» Given instruction A
Answer these questions about the deep learning article below:
(i) Of which field is deep learning a sub-area?
(ii) Who gave the talk that the article recommends?
(iii) How are features extracted from an image in traditional image recognition?
» Given instruction B
Please resume the deep learning article below, picking up right after its final sentence.

» Document section
○ ○ ○ ○ ○ ○ ○
3 minute read

Deep learning revolutionized image processing. It made previous techniques, based on manual feature extraction, obsolete. This article reviews the progress of deep learning, with ever-growing networks and the new developments in the field.

Deep learning is a sub-area of machine learning, which in turn is a sub-area of artificial intelligence (picture source).

Deep learning

The best way I found to explain deep learning is in contrast to traditional methods. Yann LeCun, one of the founders of deep learning, gave an informative talk on the evolution of learning techniques, starting with the traditional ones and ending with deep learning. He focuses on image recognition in that talk.

It is a worthwhile investment of one hour of our time to listen to someone who was not only present but actively driving the evolution of deep learning. The two pictures immediately below are from his speech.

Traditional image recognition vs. deep learning

In traditional image recognition, we use hand-crafted rules to extract features from an image (source).

Traditional image processing

In contrast, deep learning image recognition is done with trainable, multi-layer neural networks. Instead of hand-crafting the rules, we feed labeled images to the network. The neural network, through the training process, extracts the features needed to identify the images (source).
○ ○ ○ ○ ○ ○ ○
Data listing:
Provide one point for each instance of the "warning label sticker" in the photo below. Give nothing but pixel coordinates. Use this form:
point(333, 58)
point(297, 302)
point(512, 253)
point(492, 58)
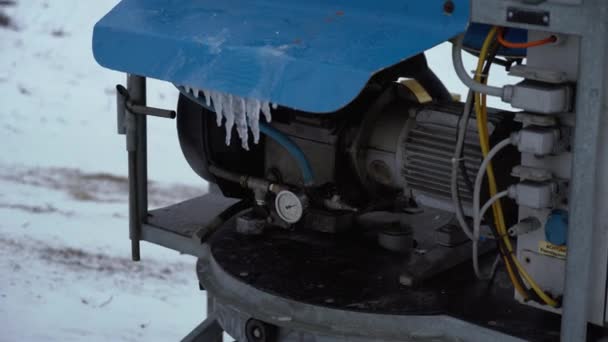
○ ○ ○ ○ ○ ○ ○
» Written answer A
(i) Machine learning
(ii) Yann LeCun
(iii) With hand-crafted rules

» Written answer B
Deep learning image processing

“Deep” comes from the fact that neural networks (in this application) use several layers. For example, LeNet-5, named after Yann LeCunn (of the presentation above) and shown in the (historic) picture below (source), has seven layers.

Deep learning network example

What deep learning networks “learn”

Each layer “learns” (“extracts” is a better technical term) different aspects (“features” in the pictures above) of the images. Lower layers extract basic features (such as edges), and higher layers extract more complex concepts (that frankly, we don’t quite know how to explain yet).

The picture below (source) shows the features that each layer of a deep learning network extracts. On the left, we have the first layers of the network. They extract basic features, such as edges. As we move to the right, we see the upper layers of the network and the features they extract.

Visualization of features in layers of a network

Unlike traditional image processing, a deep learning network is not manually configured to extract these features. They learn it through the training process.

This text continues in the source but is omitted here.